■ Your task
In full and without alteration, print the records below, minus any images.
··· Records
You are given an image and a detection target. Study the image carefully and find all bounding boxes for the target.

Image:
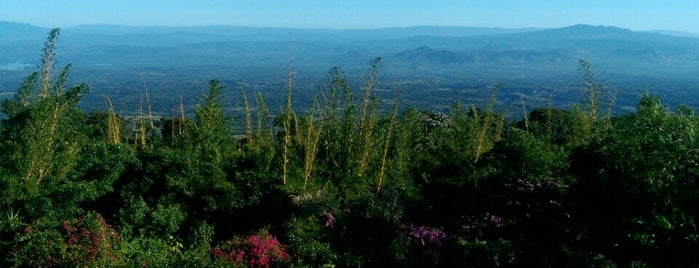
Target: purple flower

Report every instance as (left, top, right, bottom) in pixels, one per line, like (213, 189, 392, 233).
(484, 213, 503, 228)
(322, 211, 335, 229)
(407, 224, 447, 246)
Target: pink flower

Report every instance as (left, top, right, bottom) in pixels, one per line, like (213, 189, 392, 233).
(322, 211, 335, 228)
(484, 212, 503, 228)
(212, 230, 292, 268)
(407, 224, 447, 246)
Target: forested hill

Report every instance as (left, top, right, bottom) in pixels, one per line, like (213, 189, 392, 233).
(0, 28, 698, 267)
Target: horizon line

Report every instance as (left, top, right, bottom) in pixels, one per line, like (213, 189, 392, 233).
(3, 20, 699, 36)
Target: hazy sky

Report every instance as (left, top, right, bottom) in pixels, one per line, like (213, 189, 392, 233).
(2, 0, 697, 33)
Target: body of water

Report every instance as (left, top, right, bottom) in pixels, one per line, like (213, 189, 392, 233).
(0, 61, 34, 71)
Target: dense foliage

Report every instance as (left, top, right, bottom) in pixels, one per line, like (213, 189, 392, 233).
(1, 29, 698, 267)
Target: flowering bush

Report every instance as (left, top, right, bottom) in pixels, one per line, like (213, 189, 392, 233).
(212, 230, 291, 267)
(406, 224, 447, 246)
(60, 212, 124, 266)
(8, 212, 124, 267)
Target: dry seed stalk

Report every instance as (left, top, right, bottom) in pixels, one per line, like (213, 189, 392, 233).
(474, 85, 499, 163)
(377, 96, 399, 194)
(105, 96, 121, 144)
(240, 87, 253, 145)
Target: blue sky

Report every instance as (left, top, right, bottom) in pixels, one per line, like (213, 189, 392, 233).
(1, 0, 698, 33)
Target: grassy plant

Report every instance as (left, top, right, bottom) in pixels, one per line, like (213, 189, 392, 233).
(572, 60, 613, 144)
(604, 89, 618, 130)
(240, 86, 254, 146)
(255, 92, 271, 140)
(179, 94, 187, 135)
(546, 97, 553, 150)
(9, 28, 89, 195)
(357, 97, 379, 177)
(193, 80, 229, 163)
(301, 98, 323, 189)
(474, 85, 500, 163)
(137, 70, 155, 130)
(359, 58, 381, 134)
(323, 67, 356, 175)
(282, 56, 297, 185)
(520, 96, 529, 131)
(357, 58, 381, 177)
(39, 29, 59, 99)
(494, 108, 507, 141)
(579, 59, 605, 122)
(376, 96, 400, 194)
(135, 95, 148, 148)
(104, 96, 121, 144)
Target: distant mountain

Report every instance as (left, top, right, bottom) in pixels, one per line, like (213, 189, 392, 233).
(646, 30, 699, 38)
(386, 24, 699, 78)
(0, 21, 48, 44)
(3, 21, 698, 70)
(536, 24, 633, 37)
(4, 21, 699, 112)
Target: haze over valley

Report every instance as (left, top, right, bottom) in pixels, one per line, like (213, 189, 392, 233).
(2, 21, 699, 116)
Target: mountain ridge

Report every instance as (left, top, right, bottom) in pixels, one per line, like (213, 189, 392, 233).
(3, 21, 697, 41)
(3, 21, 699, 113)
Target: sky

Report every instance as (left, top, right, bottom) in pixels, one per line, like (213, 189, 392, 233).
(1, 0, 698, 33)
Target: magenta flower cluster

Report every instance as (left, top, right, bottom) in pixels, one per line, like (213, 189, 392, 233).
(60, 213, 121, 266)
(322, 211, 335, 229)
(484, 212, 503, 228)
(407, 224, 447, 246)
(212, 230, 291, 268)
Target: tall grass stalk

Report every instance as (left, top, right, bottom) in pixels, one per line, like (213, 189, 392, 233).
(17, 28, 86, 195)
(255, 92, 271, 140)
(170, 99, 176, 146)
(376, 96, 399, 194)
(546, 97, 553, 150)
(282, 55, 296, 185)
(336, 68, 355, 169)
(36, 65, 72, 184)
(357, 58, 381, 177)
(579, 59, 607, 122)
(39, 28, 59, 99)
(104, 96, 121, 144)
(358, 58, 381, 136)
(179, 94, 186, 135)
(520, 96, 529, 131)
(136, 95, 148, 148)
(474, 85, 500, 163)
(495, 108, 507, 141)
(240, 86, 253, 145)
(137, 70, 155, 130)
(301, 98, 322, 189)
(27, 29, 63, 185)
(604, 90, 618, 130)
(574, 60, 609, 143)
(357, 98, 379, 177)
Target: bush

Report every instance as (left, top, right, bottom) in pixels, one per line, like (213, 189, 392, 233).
(212, 229, 292, 268)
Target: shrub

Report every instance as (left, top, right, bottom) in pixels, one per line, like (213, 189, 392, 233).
(212, 229, 291, 268)
(8, 212, 124, 267)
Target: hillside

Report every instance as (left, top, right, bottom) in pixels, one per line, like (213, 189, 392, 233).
(0, 29, 698, 267)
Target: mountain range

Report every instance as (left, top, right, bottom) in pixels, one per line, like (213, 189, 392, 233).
(2, 21, 699, 113)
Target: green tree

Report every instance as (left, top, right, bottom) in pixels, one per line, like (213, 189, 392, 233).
(571, 93, 699, 265)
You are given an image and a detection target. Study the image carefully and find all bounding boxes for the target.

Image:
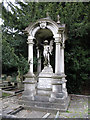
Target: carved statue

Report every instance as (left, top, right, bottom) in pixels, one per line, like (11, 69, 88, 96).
(43, 40, 53, 67)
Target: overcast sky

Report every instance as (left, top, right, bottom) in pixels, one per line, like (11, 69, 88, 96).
(0, 0, 27, 25)
(0, 0, 19, 25)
······
■ Written response
You are given an image and a detection target. Study the image carefully and find all bounding boxes for the target.

Image:
Target: purple flower

Report every instance as (left, top, right, bottom) in pixels, one per line, like (213, 189, 392, 233).
(484, 213, 503, 228)
(322, 211, 335, 229)
(407, 224, 447, 246)
Target: pink flower

Report every instance as (left, top, right, bottom) in pixels, one per line, like (213, 189, 392, 233).
(322, 211, 335, 228)
(484, 212, 503, 228)
(212, 230, 292, 268)
(407, 224, 447, 246)
Target: forested hill

Report every instance as (left, top, right, bottom) in pixels, one per line, like (213, 189, 392, 233).
(0, 28, 698, 267)
Target: horizon line

Report every instance as (left, top, right, bottom) in pixels, one per line, like (213, 189, 392, 233).
(3, 20, 699, 36)
Target: hazy sky

Report every instance as (left, top, right, bottom) in pixels, one per line, like (213, 189, 392, 233).
(2, 0, 697, 33)
Target: body of water

Report every instance as (left, top, right, bottom) in pixels, one per line, like (213, 189, 392, 233).
(0, 61, 34, 71)
Target: dense foliage

Report every instance as (left, top, right, bottom) in pixels, one per line, like (213, 189, 392, 233).
(1, 29, 698, 267)
Target: flowering bush

Report every instance as (left, top, right, bottom) in pixels, one per line, like (213, 189, 392, 233).
(212, 230, 291, 267)
(406, 224, 447, 246)
(60, 212, 124, 266)
(8, 212, 124, 267)
Target: dry seed stalk

Report every instance as (left, top, right, bottom) in pixels, one per line, like (213, 189, 392, 233).
(474, 85, 499, 163)
(377, 96, 399, 194)
(105, 96, 121, 144)
(240, 87, 253, 145)
Target: blue sky

Report every instance as (left, top, right, bottom) in pixels, one per line, like (213, 189, 392, 233).
(1, 0, 698, 33)
Target: grassy plant

Report every instance as (left, top, right, bottom) in pixels, one per line, like (213, 189, 392, 233).
(572, 60, 613, 144)
(604, 89, 618, 130)
(240, 86, 254, 146)
(255, 92, 271, 140)
(179, 94, 187, 135)
(546, 97, 553, 150)
(9, 28, 89, 195)
(357, 97, 379, 177)
(193, 80, 229, 163)
(301, 98, 323, 189)
(474, 85, 500, 163)
(137, 70, 155, 130)
(359, 58, 381, 134)
(323, 67, 356, 175)
(282, 56, 297, 185)
(520, 96, 529, 131)
(357, 58, 381, 177)
(39, 29, 59, 99)
(494, 108, 507, 141)
(579, 59, 605, 122)
(376, 96, 400, 194)
(135, 95, 148, 148)
(104, 96, 121, 144)
Target: distant mountain

Report every instance as (left, top, right, bottom) in pixels, one per line, like (213, 189, 392, 233).
(646, 30, 699, 38)
(386, 24, 699, 78)
(0, 21, 48, 44)
(3, 21, 698, 70)
(536, 24, 633, 37)
(4, 21, 699, 112)
Target: haze over valley

Report every instance as (left, top, right, bottom) in pixels, one per line, like (213, 189, 392, 233).
(2, 21, 699, 116)
Target: mountain ridge

Report every instance as (left, top, right, bottom) in pixels, one per line, like (213, 189, 392, 233).
(3, 21, 697, 41)
(3, 21, 699, 113)
Target: sky

Report every instance as (left, top, right, bottom) in pixels, one per line, like (213, 189, 392, 233).
(1, 0, 698, 33)
Target: magenta flower cluster

Report every instance as (left, top, right, bottom) in pixels, one per line, like (213, 189, 392, 233).
(60, 213, 121, 266)
(322, 211, 335, 229)
(484, 212, 503, 228)
(407, 224, 447, 246)
(212, 230, 291, 268)
Target: tall grass stalk

Report every instance as (left, top, right, bottom) in pixels, one per line, like (213, 189, 392, 233).
(17, 28, 86, 195)
(255, 92, 271, 140)
(170, 99, 176, 146)
(376, 96, 399, 194)
(546, 97, 553, 150)
(282, 55, 296, 185)
(336, 68, 355, 169)
(36, 65, 72, 184)
(357, 58, 381, 177)
(579, 59, 607, 122)
(39, 28, 59, 99)
(104, 96, 121, 144)
(358, 58, 381, 136)
(179, 94, 186, 135)
(520, 96, 529, 131)
(136, 95, 148, 148)
(474, 85, 500, 163)
(495, 108, 507, 141)
(240, 86, 253, 145)
(137, 70, 155, 130)
(301, 98, 322, 189)
(27, 29, 63, 185)
(604, 90, 618, 130)
(574, 60, 609, 143)
(357, 98, 379, 177)
Target: bush

Report every instance as (left, top, right, bottom) in pixels, one per line, like (213, 189, 392, 233).
(212, 229, 292, 268)
Target: shrub

Report every instance as (left, top, right, bottom) in pixels, one per line, like (213, 189, 392, 233).
(212, 229, 291, 268)
(8, 212, 124, 267)
Target: hillside

Report every instance as (left, top, right, bottom) in pixels, one per line, like (213, 189, 392, 233).
(0, 29, 698, 267)
Target: mountain range

Report every instance as (left, top, right, bottom) in pixels, one per line, like (213, 189, 392, 233).
(2, 21, 699, 113)
Target: green tree

Report every instance as (left, top, right, bottom) in pixels, one per line, like (213, 189, 392, 233).
(571, 93, 699, 265)
You are given an image and a detection target. Study the image carefully and find all bounding boxes for the target.

Image:
Target: carved statue

Report every instance as (left, top, right, bottom) in pixels, one per line, like (11, 69, 88, 96).
(43, 40, 53, 67)
Target: overcast sky

Report every instance as (left, top, right, bottom) in pixels, one per line, like (11, 69, 88, 96).
(0, 0, 27, 25)
(0, 0, 19, 25)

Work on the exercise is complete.